### The task
Repeat, exactly and with no pictures, the lines that run from the beginning of the entries through the line containing "x=459, y=287".

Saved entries
- - - -
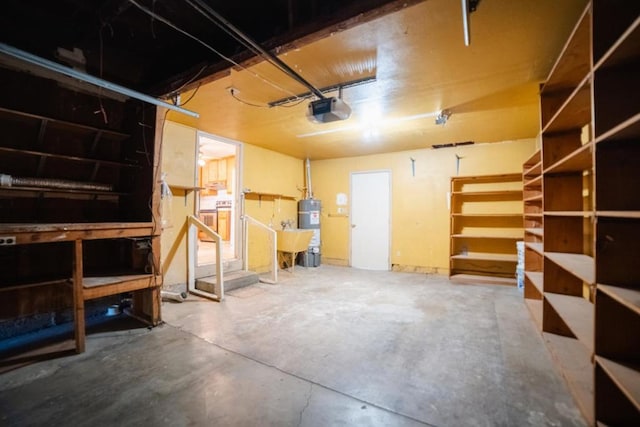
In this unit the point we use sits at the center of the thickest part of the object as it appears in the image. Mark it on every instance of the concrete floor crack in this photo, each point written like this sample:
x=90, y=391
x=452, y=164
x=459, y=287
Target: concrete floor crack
x=306, y=405
x=302, y=378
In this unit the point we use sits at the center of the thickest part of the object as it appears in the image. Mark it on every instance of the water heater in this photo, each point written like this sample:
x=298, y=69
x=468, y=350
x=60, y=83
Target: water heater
x=309, y=218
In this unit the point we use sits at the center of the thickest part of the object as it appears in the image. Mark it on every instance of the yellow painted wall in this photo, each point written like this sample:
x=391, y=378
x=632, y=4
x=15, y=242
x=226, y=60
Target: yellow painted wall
x=420, y=219
x=178, y=162
x=266, y=171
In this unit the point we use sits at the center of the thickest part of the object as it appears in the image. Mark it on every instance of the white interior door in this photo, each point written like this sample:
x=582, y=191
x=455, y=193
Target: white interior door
x=370, y=220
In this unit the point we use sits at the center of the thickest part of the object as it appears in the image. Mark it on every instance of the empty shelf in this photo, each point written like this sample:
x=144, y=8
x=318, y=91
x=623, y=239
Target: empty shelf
x=630, y=298
x=577, y=313
x=535, y=308
x=581, y=266
x=97, y=287
x=536, y=247
x=481, y=256
x=577, y=369
x=626, y=377
x=537, y=279
x=477, y=279
x=536, y=231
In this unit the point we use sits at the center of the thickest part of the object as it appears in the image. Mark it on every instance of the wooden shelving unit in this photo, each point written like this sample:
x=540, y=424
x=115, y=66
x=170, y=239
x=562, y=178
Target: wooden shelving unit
x=585, y=278
x=486, y=223
x=79, y=200
x=533, y=235
x=568, y=269
x=616, y=57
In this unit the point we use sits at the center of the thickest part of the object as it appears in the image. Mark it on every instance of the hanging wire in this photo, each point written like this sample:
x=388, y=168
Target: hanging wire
x=211, y=48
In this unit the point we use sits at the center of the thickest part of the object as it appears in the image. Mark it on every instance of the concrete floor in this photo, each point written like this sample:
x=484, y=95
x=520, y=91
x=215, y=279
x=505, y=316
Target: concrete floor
x=327, y=346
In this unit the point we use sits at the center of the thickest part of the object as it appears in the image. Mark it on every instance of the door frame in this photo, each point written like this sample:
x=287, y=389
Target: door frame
x=390, y=174
x=238, y=240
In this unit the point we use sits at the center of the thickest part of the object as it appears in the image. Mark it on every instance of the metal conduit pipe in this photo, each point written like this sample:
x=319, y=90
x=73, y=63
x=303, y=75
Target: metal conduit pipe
x=220, y=21
x=14, y=181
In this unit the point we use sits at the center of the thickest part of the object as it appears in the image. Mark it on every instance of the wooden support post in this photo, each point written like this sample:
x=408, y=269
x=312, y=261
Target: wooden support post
x=78, y=298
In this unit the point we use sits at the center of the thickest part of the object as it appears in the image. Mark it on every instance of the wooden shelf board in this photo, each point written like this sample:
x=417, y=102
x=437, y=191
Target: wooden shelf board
x=536, y=278
x=535, y=308
x=574, y=113
x=533, y=170
x=535, y=231
x=538, y=247
x=481, y=256
x=97, y=287
x=486, y=236
x=49, y=190
x=537, y=198
x=70, y=158
x=581, y=159
x=482, y=280
x=263, y=196
x=64, y=232
x=625, y=376
x=533, y=160
x=581, y=266
x=118, y=135
x=497, y=215
x=509, y=177
x=35, y=284
x=629, y=129
x=630, y=298
x=619, y=214
x=624, y=49
x=576, y=367
x=584, y=214
x=534, y=182
x=577, y=313
x=186, y=187
x=512, y=194
x=565, y=69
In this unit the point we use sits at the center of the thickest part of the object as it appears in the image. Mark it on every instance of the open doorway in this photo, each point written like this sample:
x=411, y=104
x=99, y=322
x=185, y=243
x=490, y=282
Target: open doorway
x=218, y=204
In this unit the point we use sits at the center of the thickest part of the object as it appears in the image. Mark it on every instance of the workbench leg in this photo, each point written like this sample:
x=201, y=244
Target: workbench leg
x=78, y=297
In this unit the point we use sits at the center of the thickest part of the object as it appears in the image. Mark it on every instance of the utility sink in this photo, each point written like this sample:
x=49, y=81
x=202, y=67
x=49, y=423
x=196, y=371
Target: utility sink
x=294, y=240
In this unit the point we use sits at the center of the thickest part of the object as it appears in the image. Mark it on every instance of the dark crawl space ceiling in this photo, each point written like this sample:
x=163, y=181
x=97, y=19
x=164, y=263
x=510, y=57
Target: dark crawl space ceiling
x=411, y=53
x=135, y=42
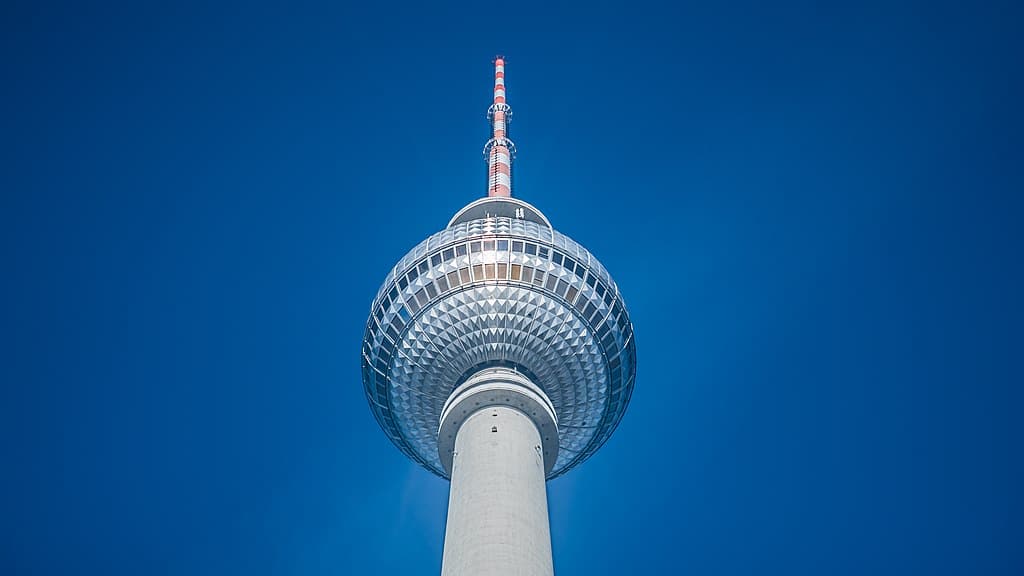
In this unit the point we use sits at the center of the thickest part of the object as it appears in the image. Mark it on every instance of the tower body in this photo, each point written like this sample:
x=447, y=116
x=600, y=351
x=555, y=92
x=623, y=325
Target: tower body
x=499, y=354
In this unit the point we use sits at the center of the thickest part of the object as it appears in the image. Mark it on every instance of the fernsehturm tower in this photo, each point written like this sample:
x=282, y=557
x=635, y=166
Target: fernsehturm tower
x=499, y=354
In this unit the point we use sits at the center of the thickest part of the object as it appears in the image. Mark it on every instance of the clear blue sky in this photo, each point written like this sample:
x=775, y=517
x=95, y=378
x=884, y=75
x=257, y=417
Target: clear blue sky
x=813, y=211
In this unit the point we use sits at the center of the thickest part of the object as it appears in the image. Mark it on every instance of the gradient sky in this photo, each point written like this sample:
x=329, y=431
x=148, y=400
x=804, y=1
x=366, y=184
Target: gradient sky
x=813, y=212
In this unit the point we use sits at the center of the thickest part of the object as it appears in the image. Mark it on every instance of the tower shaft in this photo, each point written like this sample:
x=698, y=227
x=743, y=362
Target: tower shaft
x=499, y=148
x=498, y=507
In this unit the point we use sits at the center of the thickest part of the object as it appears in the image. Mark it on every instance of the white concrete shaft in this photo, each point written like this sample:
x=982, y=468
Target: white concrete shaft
x=498, y=505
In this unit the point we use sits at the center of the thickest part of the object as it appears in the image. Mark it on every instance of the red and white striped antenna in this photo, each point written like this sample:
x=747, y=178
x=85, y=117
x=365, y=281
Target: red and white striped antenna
x=499, y=151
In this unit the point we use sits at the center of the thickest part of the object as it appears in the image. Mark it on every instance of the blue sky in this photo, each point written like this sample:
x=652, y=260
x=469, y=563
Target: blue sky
x=813, y=213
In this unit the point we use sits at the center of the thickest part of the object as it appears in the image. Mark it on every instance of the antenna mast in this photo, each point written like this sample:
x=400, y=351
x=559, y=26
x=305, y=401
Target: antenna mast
x=499, y=151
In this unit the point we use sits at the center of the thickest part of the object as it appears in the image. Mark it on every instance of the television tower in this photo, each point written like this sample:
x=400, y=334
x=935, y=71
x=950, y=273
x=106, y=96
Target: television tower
x=498, y=354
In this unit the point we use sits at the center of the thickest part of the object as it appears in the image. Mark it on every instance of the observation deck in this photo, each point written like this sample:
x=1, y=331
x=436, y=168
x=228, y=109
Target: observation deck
x=499, y=288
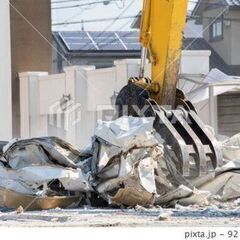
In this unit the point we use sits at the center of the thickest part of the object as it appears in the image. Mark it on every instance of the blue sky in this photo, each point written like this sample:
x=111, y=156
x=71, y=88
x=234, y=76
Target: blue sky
x=96, y=11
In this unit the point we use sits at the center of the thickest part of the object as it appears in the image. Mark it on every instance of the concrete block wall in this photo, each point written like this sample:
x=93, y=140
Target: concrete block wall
x=68, y=105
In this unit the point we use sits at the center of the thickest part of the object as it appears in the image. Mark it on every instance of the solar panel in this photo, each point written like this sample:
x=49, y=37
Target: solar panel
x=78, y=40
x=133, y=46
x=81, y=47
x=101, y=34
x=107, y=41
x=103, y=41
x=73, y=34
x=111, y=47
x=128, y=34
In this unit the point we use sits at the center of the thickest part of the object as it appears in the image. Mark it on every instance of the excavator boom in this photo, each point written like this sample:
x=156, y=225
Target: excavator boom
x=191, y=144
x=161, y=32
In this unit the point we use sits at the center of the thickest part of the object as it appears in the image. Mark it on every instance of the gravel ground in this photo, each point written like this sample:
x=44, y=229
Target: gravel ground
x=214, y=216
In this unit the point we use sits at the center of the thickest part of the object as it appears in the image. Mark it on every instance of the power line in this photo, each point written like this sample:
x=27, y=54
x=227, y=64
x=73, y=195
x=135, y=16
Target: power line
x=66, y=1
x=83, y=4
x=95, y=20
x=209, y=3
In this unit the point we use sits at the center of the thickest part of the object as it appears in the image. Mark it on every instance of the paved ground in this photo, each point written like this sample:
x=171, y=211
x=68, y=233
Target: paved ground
x=90, y=217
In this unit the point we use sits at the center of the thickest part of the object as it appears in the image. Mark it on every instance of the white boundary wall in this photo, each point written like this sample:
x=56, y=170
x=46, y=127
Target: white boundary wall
x=89, y=92
x=5, y=73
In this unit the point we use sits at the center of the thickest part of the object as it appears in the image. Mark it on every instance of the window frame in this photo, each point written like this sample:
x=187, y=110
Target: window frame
x=216, y=37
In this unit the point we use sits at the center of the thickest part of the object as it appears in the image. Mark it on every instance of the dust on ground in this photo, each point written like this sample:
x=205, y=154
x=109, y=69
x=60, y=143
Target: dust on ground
x=227, y=215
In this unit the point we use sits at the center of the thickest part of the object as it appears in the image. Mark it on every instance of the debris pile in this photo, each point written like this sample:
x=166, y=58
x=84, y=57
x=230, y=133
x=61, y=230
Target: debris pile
x=127, y=164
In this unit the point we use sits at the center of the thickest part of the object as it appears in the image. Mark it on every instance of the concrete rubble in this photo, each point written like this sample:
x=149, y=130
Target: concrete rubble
x=127, y=164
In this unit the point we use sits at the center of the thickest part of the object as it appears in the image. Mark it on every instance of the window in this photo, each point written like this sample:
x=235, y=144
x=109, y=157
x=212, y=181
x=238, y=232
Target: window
x=217, y=30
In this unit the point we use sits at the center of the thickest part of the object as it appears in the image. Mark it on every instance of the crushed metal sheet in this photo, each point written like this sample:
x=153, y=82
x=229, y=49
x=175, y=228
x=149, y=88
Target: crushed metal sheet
x=127, y=164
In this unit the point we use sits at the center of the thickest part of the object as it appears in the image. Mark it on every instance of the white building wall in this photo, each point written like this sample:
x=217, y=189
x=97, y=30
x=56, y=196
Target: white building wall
x=5, y=73
x=89, y=92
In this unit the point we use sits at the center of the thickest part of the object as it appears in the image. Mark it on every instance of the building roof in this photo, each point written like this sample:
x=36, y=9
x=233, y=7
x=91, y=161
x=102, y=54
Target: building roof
x=215, y=60
x=233, y=2
x=204, y=4
x=111, y=42
x=192, y=41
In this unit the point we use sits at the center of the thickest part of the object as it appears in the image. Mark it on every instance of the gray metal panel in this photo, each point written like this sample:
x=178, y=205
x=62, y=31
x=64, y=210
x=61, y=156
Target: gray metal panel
x=229, y=114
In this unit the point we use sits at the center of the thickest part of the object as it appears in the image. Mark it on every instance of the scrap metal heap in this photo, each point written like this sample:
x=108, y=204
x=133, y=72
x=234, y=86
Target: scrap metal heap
x=128, y=164
x=194, y=146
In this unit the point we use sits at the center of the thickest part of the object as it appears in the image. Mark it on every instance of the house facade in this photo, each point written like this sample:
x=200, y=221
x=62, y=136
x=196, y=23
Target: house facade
x=221, y=24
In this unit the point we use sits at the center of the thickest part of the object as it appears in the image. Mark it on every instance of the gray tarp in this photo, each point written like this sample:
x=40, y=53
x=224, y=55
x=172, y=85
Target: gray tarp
x=127, y=164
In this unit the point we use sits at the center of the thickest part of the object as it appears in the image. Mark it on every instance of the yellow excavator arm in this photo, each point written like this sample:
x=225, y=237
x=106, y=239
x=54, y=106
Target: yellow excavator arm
x=162, y=27
x=185, y=137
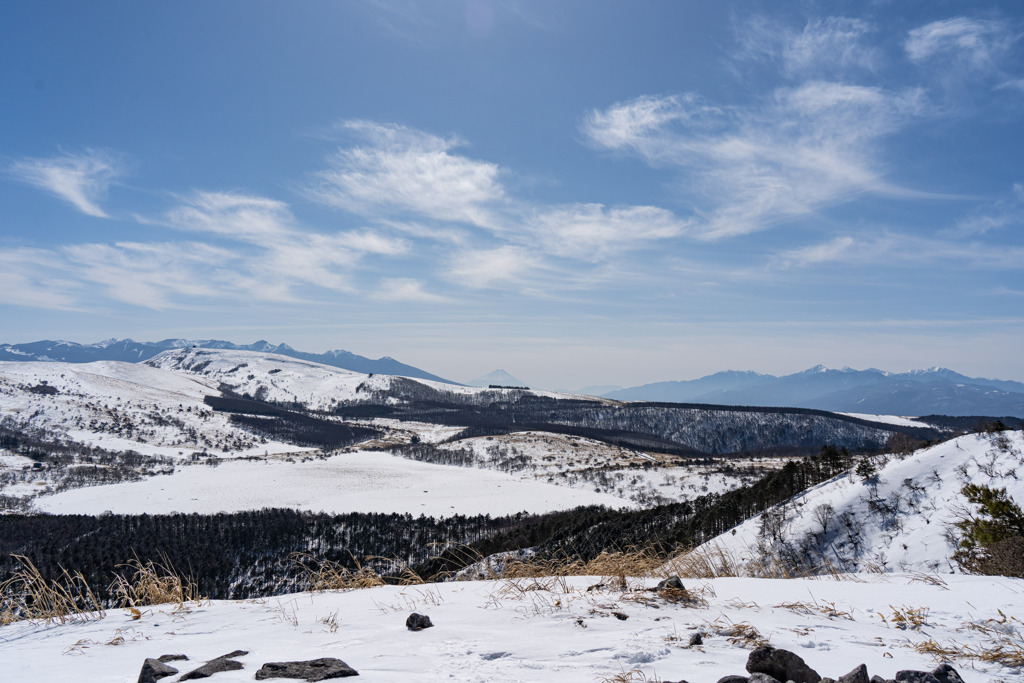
- - - -
### Answer space
In this unit the point we use sits at the center of the thickest part of the object as it appears in the image. Mark it on every instance of the concrete floor crack in this photo, each point written like this sample:
x=90, y=391
x=452, y=164
x=459, y=287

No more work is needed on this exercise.